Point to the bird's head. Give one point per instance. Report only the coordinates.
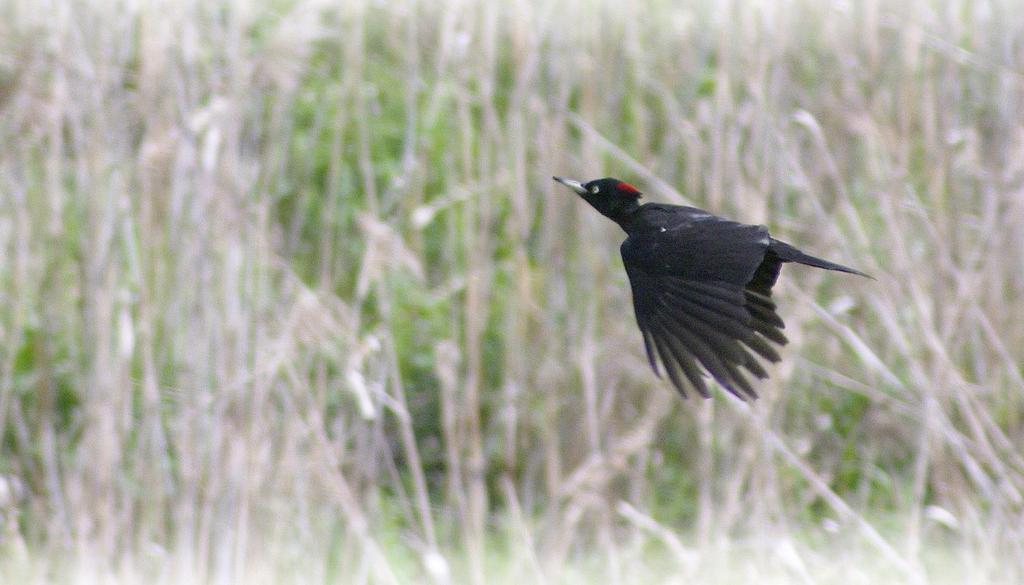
(611, 197)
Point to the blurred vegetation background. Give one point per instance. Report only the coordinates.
(287, 293)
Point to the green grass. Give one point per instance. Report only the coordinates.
(287, 292)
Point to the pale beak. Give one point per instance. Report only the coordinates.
(573, 184)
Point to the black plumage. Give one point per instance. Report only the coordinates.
(701, 287)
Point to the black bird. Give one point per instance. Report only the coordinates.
(701, 286)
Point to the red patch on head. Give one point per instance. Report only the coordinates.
(628, 189)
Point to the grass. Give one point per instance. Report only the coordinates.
(288, 293)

## Objective
Arrange every line of the records above as a numbered list, skipping blank lines and leaving the pictures out.

## Answer to this problem
1. Point to the bird's head. Give one point per instance. Report only the coordinates.
2. (611, 197)
3. Point to the blurred vegetation background. Give one point per instance. Report only the coordinates.
4. (287, 293)
5. Point to the green grass. Give one point per instance. Report only the coordinates.
6. (287, 292)
7. Point to the pale beak. Give one point per instance. Report only the coordinates.
8. (573, 184)
9. Point to the black plumage. Give one point per instance. Report only the coordinates.
10. (701, 287)
11. Point to the black bird. Give one point per instance. Report only the coordinates.
12. (701, 286)
13. Point to the red patch on head. Give one point per instance. Report only the coordinates.
14. (628, 189)
15. Point to the grass. Give one point per instance. Report only the coordinates.
16. (288, 293)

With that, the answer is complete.